> **LO QUE SE PIDE**
Responde estas preguntas con lo que afirma el texto sobre China que aparece a continuación.
(a) ¿A partir de qué década se gestaron las políticas que convirtieron a China en una gigantesca fábrica mundial?
(b) ¿De dónde procede el material que, según el texto, trajo China?
(c) ¿Qué ha sido erradicado del futuro del pueblo chino por primera vez en doscientos años?

─── TEXTO DADO ───

Esta es la historia inmediata del país con el que intenta enfrentarse Donald Trump. Esas políticas gestadas a partir de la década del '80 convirtieron a China en una gigantesca fábrica mundial, que inundó con sus manufacturas al mundo entero, incluido el mundo imperialista. Y como anticipaba Deng, los ingresos generados por esa fábrica se convirtieron en una prodigiosa modernización del país, de su infraestructura de comunicación, de sus rutas y puertos, y pasó de vender destornilladores baratos a vender avanzadísimos aparatos tecnológicos, celulares de última generación, microprocesadores y traer material recogido en la cara oculta de la Luna. Y, sobre todo, la enorme plusvalía de aquellos millones de trabajadores de bajos salarios se convirtió en una sociedad de bienestar extendida hasta los más profundos confines del enorme país. Por primera vez en doscientos años las tremendas hambrunas del siglo XIX han sido erradicadas del futuro del pueblo chino.

─── FILAS DE DATOS ───

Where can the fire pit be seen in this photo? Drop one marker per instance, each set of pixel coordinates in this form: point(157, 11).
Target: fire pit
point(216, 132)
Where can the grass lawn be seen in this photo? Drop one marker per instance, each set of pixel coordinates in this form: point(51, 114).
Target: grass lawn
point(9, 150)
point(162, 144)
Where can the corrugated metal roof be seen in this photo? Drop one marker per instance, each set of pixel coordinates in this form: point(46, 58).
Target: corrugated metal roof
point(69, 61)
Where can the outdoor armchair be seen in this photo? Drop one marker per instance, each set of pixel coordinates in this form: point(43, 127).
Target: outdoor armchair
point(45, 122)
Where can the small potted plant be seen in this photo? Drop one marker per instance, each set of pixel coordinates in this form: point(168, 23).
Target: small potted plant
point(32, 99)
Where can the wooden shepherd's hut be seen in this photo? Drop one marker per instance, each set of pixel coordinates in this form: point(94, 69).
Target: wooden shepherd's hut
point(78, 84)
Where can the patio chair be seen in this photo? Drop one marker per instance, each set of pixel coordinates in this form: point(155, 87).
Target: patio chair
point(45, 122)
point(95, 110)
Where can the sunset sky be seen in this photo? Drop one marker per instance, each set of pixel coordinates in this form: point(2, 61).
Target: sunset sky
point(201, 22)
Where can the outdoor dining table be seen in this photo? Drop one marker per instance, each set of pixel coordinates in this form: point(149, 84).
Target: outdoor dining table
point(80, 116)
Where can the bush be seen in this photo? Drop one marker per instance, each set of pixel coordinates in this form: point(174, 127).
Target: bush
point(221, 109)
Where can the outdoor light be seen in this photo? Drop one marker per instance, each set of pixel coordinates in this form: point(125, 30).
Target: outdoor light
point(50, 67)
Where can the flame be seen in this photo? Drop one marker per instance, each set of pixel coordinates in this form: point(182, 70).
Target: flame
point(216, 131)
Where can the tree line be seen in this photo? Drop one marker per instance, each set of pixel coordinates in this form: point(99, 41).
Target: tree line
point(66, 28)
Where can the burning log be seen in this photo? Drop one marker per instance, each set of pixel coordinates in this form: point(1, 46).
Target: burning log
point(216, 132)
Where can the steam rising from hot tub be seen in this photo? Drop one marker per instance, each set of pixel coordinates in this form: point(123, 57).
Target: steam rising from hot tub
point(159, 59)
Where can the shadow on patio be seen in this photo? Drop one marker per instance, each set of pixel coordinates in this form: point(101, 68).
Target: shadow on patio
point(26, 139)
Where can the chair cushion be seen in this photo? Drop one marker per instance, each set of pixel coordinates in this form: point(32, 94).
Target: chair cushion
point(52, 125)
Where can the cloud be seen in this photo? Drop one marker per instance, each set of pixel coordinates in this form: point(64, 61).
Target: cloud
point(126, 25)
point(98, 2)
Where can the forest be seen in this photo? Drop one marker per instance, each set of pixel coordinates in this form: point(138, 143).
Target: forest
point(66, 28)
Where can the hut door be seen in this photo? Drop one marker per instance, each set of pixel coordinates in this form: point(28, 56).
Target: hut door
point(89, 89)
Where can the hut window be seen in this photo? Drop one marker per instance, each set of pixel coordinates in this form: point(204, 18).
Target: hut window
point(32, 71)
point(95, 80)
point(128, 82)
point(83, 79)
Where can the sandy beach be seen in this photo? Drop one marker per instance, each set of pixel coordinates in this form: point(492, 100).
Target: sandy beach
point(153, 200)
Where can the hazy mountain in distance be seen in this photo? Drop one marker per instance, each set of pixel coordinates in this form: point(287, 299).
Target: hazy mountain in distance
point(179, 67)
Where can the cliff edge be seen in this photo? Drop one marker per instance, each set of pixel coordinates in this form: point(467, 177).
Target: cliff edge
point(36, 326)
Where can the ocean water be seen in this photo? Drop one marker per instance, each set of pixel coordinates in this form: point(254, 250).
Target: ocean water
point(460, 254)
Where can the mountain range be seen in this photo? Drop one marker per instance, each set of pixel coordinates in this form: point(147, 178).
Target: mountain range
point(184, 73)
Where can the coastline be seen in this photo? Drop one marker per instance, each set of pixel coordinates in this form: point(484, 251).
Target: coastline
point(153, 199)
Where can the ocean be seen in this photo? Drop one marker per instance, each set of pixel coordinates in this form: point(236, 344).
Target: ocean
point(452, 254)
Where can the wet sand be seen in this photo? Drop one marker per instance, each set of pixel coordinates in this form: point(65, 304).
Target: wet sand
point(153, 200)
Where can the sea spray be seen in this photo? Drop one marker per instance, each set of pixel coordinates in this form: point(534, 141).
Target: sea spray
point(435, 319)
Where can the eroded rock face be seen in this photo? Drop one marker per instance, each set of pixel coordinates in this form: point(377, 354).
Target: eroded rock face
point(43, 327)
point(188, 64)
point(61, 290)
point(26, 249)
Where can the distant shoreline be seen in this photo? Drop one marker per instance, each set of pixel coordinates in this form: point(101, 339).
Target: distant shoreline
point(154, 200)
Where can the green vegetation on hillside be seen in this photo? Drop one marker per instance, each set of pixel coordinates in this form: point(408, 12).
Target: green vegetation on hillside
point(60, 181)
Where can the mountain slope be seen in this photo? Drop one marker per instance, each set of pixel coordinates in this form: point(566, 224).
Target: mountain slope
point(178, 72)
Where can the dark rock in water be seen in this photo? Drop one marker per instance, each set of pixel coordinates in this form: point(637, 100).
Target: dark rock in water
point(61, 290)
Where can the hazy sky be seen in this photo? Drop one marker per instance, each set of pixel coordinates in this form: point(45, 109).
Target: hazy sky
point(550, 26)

───

> **RESPUESTA**
(a) A partir de la década del '80.
(b) De la cara oculta de la Luna.
(c) Las tremendas hambrunas del siglo XIX.